## Requirement:
Exact transcription of the records is required.

--- Dataset content Enclosed Below ---

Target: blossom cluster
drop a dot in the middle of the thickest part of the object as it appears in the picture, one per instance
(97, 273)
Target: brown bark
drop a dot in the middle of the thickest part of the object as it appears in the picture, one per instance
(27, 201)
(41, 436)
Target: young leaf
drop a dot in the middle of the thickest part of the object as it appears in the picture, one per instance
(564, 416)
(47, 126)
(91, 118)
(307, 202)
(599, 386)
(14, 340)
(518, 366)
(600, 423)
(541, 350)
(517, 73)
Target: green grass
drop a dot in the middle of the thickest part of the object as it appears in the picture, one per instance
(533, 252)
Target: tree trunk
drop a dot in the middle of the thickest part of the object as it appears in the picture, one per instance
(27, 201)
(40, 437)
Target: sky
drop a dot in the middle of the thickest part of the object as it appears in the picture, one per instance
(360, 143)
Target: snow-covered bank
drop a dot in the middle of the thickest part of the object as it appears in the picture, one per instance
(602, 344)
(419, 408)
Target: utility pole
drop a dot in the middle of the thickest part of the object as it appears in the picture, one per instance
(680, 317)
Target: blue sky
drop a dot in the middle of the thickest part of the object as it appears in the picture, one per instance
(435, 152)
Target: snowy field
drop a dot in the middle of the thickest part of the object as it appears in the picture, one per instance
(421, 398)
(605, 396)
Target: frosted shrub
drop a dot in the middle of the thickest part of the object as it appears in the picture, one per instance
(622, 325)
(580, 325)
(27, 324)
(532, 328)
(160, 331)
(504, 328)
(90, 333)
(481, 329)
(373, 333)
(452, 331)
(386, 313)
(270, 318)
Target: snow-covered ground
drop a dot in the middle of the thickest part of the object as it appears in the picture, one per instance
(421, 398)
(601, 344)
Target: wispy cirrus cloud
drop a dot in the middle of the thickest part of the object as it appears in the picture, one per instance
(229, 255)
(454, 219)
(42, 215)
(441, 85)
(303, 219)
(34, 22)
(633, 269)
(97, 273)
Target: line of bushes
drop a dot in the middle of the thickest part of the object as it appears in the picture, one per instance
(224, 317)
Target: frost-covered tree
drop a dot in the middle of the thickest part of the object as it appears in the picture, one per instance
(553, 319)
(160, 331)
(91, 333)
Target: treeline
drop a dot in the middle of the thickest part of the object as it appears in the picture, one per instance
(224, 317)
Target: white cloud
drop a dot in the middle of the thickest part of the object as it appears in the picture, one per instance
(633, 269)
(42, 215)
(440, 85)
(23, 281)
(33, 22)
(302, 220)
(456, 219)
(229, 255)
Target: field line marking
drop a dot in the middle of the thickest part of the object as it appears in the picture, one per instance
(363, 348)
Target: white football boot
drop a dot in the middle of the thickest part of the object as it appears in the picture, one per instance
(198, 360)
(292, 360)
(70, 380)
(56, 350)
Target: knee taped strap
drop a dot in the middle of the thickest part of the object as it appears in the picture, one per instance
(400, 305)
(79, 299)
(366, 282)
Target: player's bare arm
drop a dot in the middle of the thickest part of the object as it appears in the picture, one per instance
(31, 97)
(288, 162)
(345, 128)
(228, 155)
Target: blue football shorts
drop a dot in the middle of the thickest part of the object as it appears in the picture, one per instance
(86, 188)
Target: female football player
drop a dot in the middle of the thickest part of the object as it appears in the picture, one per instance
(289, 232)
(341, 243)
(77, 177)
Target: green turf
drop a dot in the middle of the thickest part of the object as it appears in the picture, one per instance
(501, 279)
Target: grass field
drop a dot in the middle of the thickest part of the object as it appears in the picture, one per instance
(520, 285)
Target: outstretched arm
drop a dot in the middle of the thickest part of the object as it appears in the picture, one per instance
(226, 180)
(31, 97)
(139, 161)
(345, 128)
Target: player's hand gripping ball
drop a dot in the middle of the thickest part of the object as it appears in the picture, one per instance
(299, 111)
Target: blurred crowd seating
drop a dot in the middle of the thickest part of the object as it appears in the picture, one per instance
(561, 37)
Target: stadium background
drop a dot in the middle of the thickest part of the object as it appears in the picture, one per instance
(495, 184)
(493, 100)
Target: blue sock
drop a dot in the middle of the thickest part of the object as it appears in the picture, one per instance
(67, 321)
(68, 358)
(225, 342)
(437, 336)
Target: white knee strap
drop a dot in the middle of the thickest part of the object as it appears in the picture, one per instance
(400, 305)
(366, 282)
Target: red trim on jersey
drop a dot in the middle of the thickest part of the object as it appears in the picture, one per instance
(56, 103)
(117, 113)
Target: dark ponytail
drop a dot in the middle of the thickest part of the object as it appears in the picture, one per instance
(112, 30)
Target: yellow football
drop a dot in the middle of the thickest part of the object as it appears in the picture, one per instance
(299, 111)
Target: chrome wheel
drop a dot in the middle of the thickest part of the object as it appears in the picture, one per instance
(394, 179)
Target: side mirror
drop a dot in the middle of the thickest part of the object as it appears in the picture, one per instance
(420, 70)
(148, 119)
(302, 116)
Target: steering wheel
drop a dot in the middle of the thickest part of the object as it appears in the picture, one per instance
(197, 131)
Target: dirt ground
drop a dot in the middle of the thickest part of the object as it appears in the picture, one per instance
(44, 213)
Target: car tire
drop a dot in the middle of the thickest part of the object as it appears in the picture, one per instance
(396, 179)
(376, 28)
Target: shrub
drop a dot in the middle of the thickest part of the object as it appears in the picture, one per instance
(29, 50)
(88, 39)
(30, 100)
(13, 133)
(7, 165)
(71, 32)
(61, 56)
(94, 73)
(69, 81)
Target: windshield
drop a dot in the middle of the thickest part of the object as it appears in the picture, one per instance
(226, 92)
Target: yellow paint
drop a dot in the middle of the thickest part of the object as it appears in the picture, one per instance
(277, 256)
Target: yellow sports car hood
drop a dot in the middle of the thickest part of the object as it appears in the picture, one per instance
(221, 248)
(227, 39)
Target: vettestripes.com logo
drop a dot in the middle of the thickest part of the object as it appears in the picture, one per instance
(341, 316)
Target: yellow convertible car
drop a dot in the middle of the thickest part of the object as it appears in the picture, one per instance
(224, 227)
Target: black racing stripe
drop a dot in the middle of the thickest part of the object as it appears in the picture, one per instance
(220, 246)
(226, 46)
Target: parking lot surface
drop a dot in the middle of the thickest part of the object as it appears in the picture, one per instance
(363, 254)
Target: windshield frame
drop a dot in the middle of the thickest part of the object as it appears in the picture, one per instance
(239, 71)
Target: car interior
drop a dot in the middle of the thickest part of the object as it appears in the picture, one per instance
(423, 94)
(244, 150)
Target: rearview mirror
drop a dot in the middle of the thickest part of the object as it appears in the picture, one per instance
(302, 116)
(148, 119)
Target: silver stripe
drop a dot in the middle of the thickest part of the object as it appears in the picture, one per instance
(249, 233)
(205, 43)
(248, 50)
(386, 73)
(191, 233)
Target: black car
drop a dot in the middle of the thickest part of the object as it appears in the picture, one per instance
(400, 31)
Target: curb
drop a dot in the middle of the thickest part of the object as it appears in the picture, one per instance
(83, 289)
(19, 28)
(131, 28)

--- End of Enclosed Dataset content ---

## Result for this exercise:
Target: blossom cluster
drop a dot in the middle of the thickest part of the object as it appears in the picture, one per instance
(97, 273)
Target: brown bark
drop a dot in the middle of the thickest part of the object as it appears in the picture, one per instance
(27, 201)
(41, 436)
Target: young leaf
drop a dot in the middle of the thickest part of the object as it appears in the picture, one per instance
(564, 416)
(47, 126)
(91, 118)
(307, 202)
(599, 386)
(14, 340)
(518, 366)
(600, 423)
(541, 350)
(517, 73)
Target: green grass
drop a dot in the middle of the thickest part of the object as it appears in the picture, one per instance
(533, 252)
Target: tree trunk
drop a dot in the middle of the thickest part of the object as it appears in the picture, one per instance
(27, 201)
(40, 437)
Target: sky
drop a dot in the middle of the thickest part of the object as it appears in the picture, one per instance
(360, 143)
Target: snow-covered bank
drop a dot in the middle of the thickest part of the object as it appears in the picture, one per instance
(602, 344)
(419, 408)
Target: utility pole
drop a dot in the middle of the thickest part of the object as it appears in the picture, one per instance
(680, 317)
Target: blue sky
drop a dot in the middle of the thickest part of the object as it appears in the picture, one per instance
(435, 152)
Target: snowy field
drop a dot in the middle of the thickest part of the object as it appears in the picture, one per instance
(421, 398)
(605, 396)
Target: frosted shrub
drop a dot in the middle of the thickest part of the object as it appears in the picture, one per instance
(622, 325)
(580, 325)
(27, 324)
(532, 328)
(160, 331)
(504, 328)
(90, 333)
(481, 329)
(373, 333)
(452, 331)
(386, 313)
(270, 318)
Target: snow-covered ground
drop a dot in the middle of the thickest part of the object as it appears in the picture, one per instance
(421, 398)
(601, 344)
Target: wispy cirrus cloud
drop a dot in the middle of the thickest part of the object as it appears in the picture, one per instance
(229, 255)
(454, 219)
(42, 215)
(441, 85)
(303, 219)
(34, 22)
(633, 269)
(97, 273)
Target: line of bushes
drop a dot in the middle of the thickest part of the object as it appears in the picture, one per instance
(224, 317)
Target: frost-covered tree
drop a dot in the middle of the thickest part of the object as it appears in the picture, one per instance
(553, 319)
(160, 331)
(91, 333)
Target: treeline
drop a dot in the middle of the thickest part of the object as it appears in the picture, one per instance
(224, 317)
Target: white cloud
drop a dot in the middle of the thickest part of the object as it appears in the picture, one per instance
(633, 269)
(42, 215)
(440, 85)
(23, 281)
(33, 22)
(302, 220)
(456, 219)
(229, 255)
Target: field line marking
drop a dot in the middle of the thickest part of the object as it appears in the picture, one per instance
(363, 348)
Target: white football boot
drop a dot in the middle of the thickest part of the object as it appears in the picture, one per instance
(198, 360)
(292, 360)
(70, 380)
(56, 350)
Target: knee taped strap
drop a dot in the middle of the thickest part of the object as it appears in the picture, one per instance
(400, 305)
(79, 299)
(366, 282)
Target: player's bare arm
drop a dot in the middle of the thickest part of the object as it appears in the picture, one per instance
(31, 97)
(288, 162)
(345, 128)
(228, 155)
Target: blue football shorts
drop a dot in the middle of the thickest part of the object as it appears in the picture, one per instance
(86, 188)
Target: female football player
drop a dot in the middle of the thickest part of the object as it appears in the picture, one per instance
(289, 232)
(341, 243)
(77, 177)
Target: green turf
drop a dot in the middle of the thickest part of the object as it appears in the picture, one per instance
(501, 279)
Target: grass field
drop a dot in the middle of the thickest part of the object as it appears in the picture, one per instance
(520, 285)
Target: outstretched arm
drop a dot in the middle of the thickest part of the object as it appears in the picture, one per instance
(226, 180)
(31, 97)
(139, 161)
(345, 128)
Target: player's hand gripping ball
drop a dot in the middle of the thickest part of the object as it appears in the picture, one per instance
(299, 111)
Target: blurred crowd seating
drop a dot in the middle of the thickest part of the object as it appears in the picture, one per instance
(561, 37)
Target: stadium background
drop a dot in the middle of the thickest part of the object as it appears in the picture, one per instance
(495, 184)
(493, 100)
Target: blue sock
drop a dot in the middle of the thickest part of the object as it appears in the picture, one per instance
(67, 321)
(68, 358)
(225, 342)
(437, 336)
Target: white knee strap
drop a dot in the middle of the thickest part of the object as it appears in the picture, one per instance
(400, 305)
(366, 282)
Target: red trim on jersey
drop a dot in the middle of the thickest part of the object as it appears in the picture, one per instance
(56, 103)
(117, 113)
Target: dark ponytail
drop a dot in the middle of the thickest part of the object as it appears in the picture, one per instance
(112, 30)
Target: yellow football
drop a dot in the middle of the thickest part of the object as it appears in the picture, one per instance
(299, 111)
Target: chrome wheel
drop a dot in the middle of the thickest part of the object as it appears in the picture, one per instance
(394, 179)
Target: side mirror
drop a dot in the middle of the thickest part of the object as it appears in the picture, one per instance
(420, 70)
(148, 119)
(302, 116)
Target: steering wheel
drop a dot in the middle of the thickest part of the object as it appears in the picture, one per instance
(197, 131)
Target: dirt ground
drop a dot in the middle of the thickest part of the object as it appears in the picture, one per instance
(44, 213)
Target: car tire
drop a dot in the middle of the thickest part of the object as it appears in the picture, one per instance
(396, 179)
(376, 28)
Target: shrub
drop a dot in the middle of the thickest part of the object as it appears in the picture, one per instance
(29, 50)
(88, 39)
(30, 100)
(13, 133)
(7, 165)
(71, 32)
(61, 56)
(94, 73)
(69, 81)
Target: windshield
drop a dot in the middle of the thickest part of the object as it appears in the picture, one per instance
(226, 92)
Target: yellow paint
drop a dot in the middle of the thickest part of the object as it appears in the picture, one per instance
(277, 256)
Target: yellow sports car hood
drop a dot in the middle of the thickest part of the object as it appears in the picture, one per instance
(221, 248)
(227, 39)
Target: vettestripes.com logo
drop a dot in the middle of the thickest part of the object as it appears in the picture, one per instance
(341, 316)
Target: yellow convertible car
drop a dot in the middle of the thickest part of the object as it appears in the picture, one per instance
(224, 227)
Target: black racing stripe
drop a dot in the middle of the thickest part of the object as it appears in the picture, one per instance
(220, 246)
(226, 46)
Target: parking lot surface
drop a dot in the middle of the thickest part of the object as it appears in the picture, one per instance
(363, 254)
Target: windshield frame
drop a dot in the middle of the thickest part of the object as it appears in the picture, one per instance
(239, 71)
Target: car interior
drop a dot in the middle of the thickest part of the object as it appears in the picture, one per instance
(423, 94)
(244, 150)
Target: rearview mirror
drop a dot in the middle of the thickest part of the object as it appears in the picture, one per instance
(302, 116)
(148, 119)
Target: silver stripe
drop a dot in the middle of the thickest part of the object as it appears in the picture, one per instance
(249, 233)
(205, 43)
(248, 50)
(386, 73)
(191, 233)
Target: black car
drop a dot in the middle of the thickest part of the object as it appears in the picture, one per instance
(400, 31)
Target: curb
drop a dot in the middle of the thickest part of the object as it appears in the picture, one per instance
(83, 289)
(19, 28)
(131, 28)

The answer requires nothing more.